=== Begin Enclosure ===

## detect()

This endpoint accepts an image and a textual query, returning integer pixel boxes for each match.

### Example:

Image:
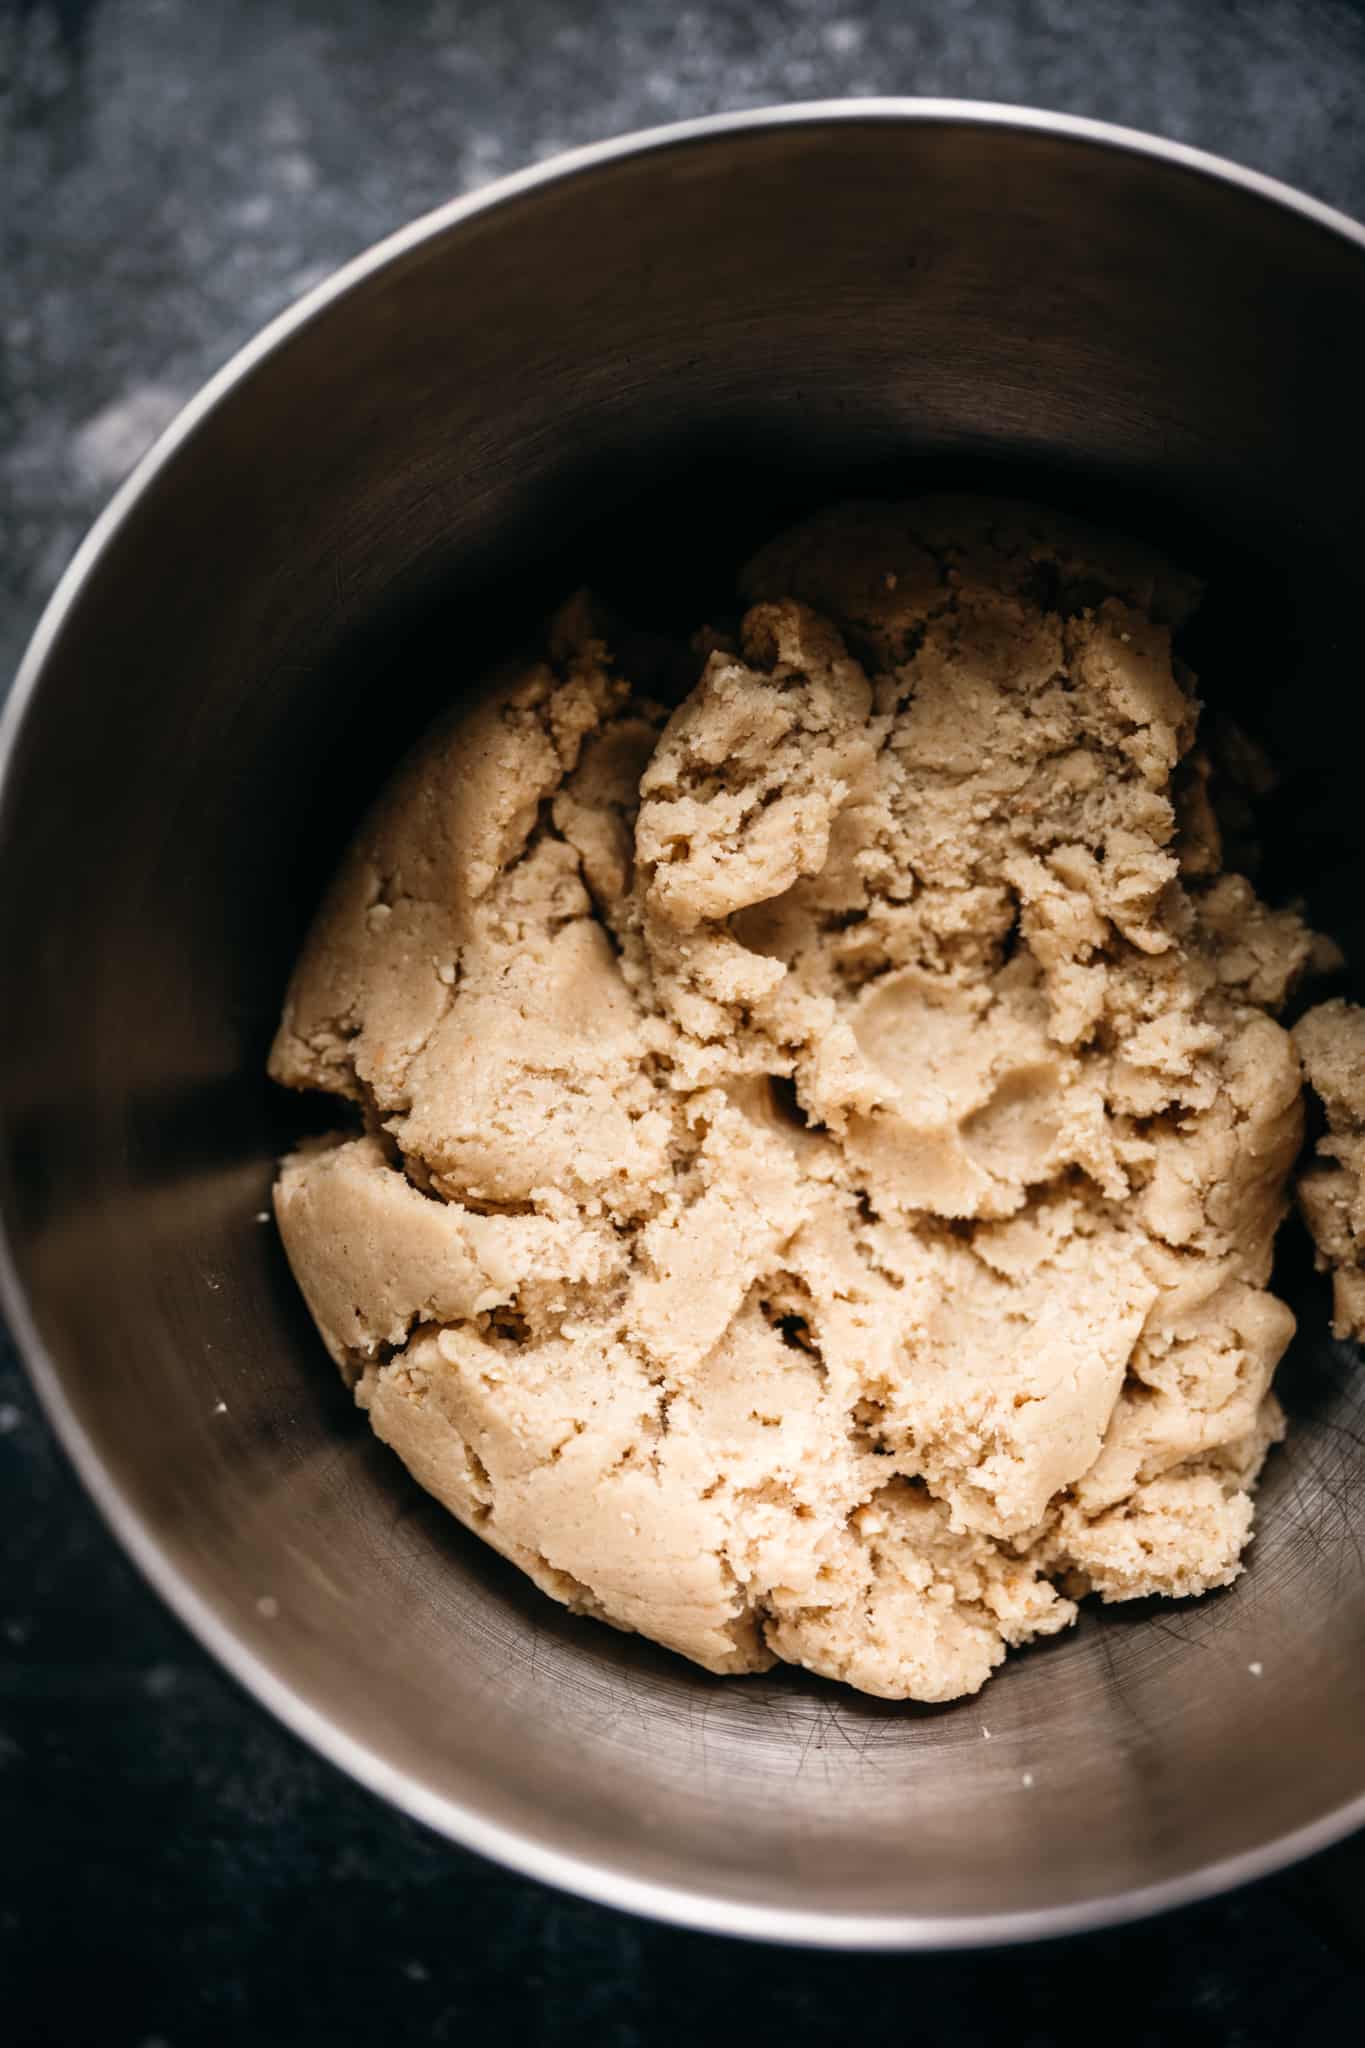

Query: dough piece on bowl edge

[1294,999,1365,1340]
[268,502,1353,1704]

=== End Enclosure ===

TASK GOAL. What you return should be all of the material above, exactly, and none of its pictures.

TASK OUTPUT.
## detect()

This endpoint accepts an image and a textual query, returning integer pixel boxes for each match.

### Example:

Image:

Query: dough piece on bowl edge

[1294,999,1365,1340]
[268,502,1353,1704]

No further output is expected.